**What to work on**. Below this sentence is a listing; return exactly its lines from the one with "# indicate a dot on each instance of the curved" to the one with "# indicate a dot on each instance of the young", both kept, and nothing more.

^^^^

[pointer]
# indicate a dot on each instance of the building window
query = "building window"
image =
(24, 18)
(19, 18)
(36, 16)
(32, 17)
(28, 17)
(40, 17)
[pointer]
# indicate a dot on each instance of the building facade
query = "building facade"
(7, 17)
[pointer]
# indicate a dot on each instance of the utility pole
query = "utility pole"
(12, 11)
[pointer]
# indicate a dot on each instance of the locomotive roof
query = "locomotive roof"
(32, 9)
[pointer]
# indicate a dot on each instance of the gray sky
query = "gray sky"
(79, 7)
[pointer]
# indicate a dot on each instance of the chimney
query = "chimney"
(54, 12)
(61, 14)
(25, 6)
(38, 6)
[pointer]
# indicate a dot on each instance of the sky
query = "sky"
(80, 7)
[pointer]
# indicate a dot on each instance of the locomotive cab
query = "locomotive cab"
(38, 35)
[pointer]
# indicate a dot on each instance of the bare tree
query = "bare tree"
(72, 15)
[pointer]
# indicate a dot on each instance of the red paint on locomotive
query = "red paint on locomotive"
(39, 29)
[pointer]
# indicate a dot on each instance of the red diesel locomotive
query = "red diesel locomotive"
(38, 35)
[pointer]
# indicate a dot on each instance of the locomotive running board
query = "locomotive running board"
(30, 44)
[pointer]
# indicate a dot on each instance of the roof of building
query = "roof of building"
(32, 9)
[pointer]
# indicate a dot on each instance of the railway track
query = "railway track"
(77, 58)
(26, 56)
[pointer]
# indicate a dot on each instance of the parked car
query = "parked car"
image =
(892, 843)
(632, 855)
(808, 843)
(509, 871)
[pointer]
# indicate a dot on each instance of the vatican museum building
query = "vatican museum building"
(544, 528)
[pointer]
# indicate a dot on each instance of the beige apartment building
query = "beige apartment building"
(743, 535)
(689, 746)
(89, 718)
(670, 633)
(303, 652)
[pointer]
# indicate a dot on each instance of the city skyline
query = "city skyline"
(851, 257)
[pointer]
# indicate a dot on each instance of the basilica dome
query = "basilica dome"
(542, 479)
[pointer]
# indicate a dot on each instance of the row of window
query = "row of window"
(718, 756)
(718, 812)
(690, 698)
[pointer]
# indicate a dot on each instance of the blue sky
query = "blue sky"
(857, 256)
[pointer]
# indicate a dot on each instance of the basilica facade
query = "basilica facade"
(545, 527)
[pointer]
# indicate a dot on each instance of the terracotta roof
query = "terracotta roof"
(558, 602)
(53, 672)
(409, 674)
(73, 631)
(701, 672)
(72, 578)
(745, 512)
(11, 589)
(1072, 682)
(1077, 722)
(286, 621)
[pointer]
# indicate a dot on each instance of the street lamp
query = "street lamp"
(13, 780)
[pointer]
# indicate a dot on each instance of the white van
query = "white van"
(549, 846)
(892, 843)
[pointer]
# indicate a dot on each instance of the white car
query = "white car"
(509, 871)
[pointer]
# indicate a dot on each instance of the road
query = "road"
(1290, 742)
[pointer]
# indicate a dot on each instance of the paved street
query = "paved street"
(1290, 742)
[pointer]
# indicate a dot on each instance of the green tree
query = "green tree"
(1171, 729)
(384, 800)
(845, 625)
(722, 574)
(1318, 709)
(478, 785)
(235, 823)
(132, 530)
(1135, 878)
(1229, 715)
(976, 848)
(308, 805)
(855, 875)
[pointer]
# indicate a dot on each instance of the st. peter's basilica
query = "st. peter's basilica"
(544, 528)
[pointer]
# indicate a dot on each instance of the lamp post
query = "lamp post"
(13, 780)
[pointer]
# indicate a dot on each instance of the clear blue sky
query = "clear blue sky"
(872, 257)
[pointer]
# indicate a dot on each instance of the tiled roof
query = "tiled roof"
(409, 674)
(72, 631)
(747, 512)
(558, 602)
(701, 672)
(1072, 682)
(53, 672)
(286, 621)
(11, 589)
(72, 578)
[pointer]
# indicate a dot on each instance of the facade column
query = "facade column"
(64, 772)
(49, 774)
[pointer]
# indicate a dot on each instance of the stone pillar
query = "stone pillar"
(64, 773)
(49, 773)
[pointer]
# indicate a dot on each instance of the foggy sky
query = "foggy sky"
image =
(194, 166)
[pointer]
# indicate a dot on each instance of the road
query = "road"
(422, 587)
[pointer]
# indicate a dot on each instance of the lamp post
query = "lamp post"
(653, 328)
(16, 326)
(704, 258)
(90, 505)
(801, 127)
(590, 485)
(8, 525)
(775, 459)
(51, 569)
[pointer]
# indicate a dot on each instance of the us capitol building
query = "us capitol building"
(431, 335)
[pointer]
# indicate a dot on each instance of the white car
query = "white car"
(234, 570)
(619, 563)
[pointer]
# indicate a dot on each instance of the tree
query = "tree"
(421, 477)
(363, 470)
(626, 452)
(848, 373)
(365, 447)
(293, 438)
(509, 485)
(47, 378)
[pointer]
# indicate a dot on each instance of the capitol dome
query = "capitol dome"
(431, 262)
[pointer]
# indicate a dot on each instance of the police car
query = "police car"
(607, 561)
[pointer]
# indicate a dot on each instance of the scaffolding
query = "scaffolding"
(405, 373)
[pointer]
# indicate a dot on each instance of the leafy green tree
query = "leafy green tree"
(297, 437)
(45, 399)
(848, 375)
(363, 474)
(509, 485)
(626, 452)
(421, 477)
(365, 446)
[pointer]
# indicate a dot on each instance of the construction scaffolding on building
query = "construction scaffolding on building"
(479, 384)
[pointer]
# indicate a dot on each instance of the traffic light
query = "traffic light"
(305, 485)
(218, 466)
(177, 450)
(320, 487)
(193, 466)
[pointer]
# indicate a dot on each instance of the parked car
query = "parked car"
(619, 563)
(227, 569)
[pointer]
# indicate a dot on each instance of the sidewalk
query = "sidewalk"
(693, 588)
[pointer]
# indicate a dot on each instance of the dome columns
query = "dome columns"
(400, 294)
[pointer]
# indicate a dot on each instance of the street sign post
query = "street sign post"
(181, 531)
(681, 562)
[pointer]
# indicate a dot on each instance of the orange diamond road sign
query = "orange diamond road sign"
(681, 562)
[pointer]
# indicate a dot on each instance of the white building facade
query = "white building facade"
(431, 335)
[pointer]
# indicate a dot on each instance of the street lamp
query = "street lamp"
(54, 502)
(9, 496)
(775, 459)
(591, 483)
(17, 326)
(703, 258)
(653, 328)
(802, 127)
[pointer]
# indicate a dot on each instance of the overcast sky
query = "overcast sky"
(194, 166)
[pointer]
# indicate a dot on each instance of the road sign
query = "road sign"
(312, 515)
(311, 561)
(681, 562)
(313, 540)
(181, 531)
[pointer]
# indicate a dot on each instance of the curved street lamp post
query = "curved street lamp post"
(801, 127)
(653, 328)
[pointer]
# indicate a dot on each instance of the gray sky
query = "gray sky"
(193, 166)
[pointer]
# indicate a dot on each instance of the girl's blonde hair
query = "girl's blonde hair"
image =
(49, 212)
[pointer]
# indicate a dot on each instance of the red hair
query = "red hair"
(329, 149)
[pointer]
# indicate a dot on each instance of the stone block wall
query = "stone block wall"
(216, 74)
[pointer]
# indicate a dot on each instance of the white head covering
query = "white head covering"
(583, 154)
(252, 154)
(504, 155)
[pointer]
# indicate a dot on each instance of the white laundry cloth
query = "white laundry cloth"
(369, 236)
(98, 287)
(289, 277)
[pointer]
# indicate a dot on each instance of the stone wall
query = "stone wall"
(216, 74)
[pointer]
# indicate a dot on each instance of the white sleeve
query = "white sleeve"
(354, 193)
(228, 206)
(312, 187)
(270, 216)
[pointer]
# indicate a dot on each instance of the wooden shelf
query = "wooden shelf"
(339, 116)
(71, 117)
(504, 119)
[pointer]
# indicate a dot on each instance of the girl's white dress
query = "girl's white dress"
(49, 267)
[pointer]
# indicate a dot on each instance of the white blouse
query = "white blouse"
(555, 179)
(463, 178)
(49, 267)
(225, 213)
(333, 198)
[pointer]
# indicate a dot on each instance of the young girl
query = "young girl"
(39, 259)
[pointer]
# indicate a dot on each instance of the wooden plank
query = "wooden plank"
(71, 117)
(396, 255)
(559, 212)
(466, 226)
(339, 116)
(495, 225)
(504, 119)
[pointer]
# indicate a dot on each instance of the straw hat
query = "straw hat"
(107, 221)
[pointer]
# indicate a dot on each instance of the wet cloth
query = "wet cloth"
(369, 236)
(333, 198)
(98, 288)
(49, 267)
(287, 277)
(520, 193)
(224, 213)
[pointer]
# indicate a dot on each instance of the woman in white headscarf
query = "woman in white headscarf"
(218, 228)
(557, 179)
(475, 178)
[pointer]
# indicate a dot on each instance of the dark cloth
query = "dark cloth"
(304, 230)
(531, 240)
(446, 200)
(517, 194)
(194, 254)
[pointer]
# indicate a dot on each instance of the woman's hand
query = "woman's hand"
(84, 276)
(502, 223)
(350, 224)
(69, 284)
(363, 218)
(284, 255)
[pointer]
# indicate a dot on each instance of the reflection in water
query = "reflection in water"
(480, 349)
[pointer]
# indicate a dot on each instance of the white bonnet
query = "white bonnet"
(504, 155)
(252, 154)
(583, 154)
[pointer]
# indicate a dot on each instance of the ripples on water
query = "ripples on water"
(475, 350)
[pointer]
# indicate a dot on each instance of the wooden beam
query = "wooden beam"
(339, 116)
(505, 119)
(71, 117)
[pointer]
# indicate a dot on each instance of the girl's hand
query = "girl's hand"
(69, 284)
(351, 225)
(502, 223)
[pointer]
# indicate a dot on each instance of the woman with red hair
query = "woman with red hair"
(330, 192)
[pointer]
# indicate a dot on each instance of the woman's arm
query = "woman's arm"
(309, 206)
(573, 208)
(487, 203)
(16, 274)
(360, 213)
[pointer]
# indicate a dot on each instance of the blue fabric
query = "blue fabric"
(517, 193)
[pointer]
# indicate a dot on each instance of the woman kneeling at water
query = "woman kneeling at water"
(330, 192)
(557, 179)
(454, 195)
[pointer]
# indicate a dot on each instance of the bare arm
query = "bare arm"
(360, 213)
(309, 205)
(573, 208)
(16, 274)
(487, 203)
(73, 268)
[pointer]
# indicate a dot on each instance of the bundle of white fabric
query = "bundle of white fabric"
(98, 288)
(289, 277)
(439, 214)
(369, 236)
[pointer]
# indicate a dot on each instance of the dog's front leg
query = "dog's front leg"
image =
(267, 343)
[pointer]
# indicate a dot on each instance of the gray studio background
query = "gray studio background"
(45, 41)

^^^^

**Answer box**.
# indicate a dot on each instance of the curved street lamp post
query = "curved street lamp post"
(801, 127)
(653, 328)
[pointer]
# indicate a dot on each instance of the gray sky
query = "gray sky"
(193, 166)
[pointer]
# indicate a dot on each instance of the girl's blonde hair
query = "girl's blonde hair"
image =
(49, 212)
[pointer]
# indicate a dot on each instance of the red hair
query = "red hair"
(329, 149)
[pointer]
# indicate a dot on each instance of the stone block wall
query = "stone block wall"
(216, 74)
[pointer]
# indicate a dot on each instance of the white head covering
query = "white head covering"
(583, 154)
(252, 154)
(504, 155)
[pointer]
# indicate a dot on each instance of the white laundry cloth
query = "white laundry cloth"
(369, 236)
(98, 287)
(289, 277)
[pointer]
# indicate a dot on each instance of the stone wall
query = "stone wall"
(216, 74)
[pointer]
# indicate a dot on each instance of the white sleeve
query = "white sleeve"
(354, 193)
(228, 206)
(312, 187)
(270, 216)
[pointer]
# indicate a dot on each instance of the wooden shelf
query = "wooden shelf"
(339, 116)
(71, 117)
(504, 119)
[pointer]
# indicate a dot on each instance of the girl's white dress
query = "girl's white dress"
(49, 267)
[pointer]
# indicate a dot on each instance of the white blouse
query = "white blouse"
(555, 179)
(463, 178)
(49, 267)
(225, 213)
(333, 198)
[pointer]
# indicate a dot on each instance of the young girl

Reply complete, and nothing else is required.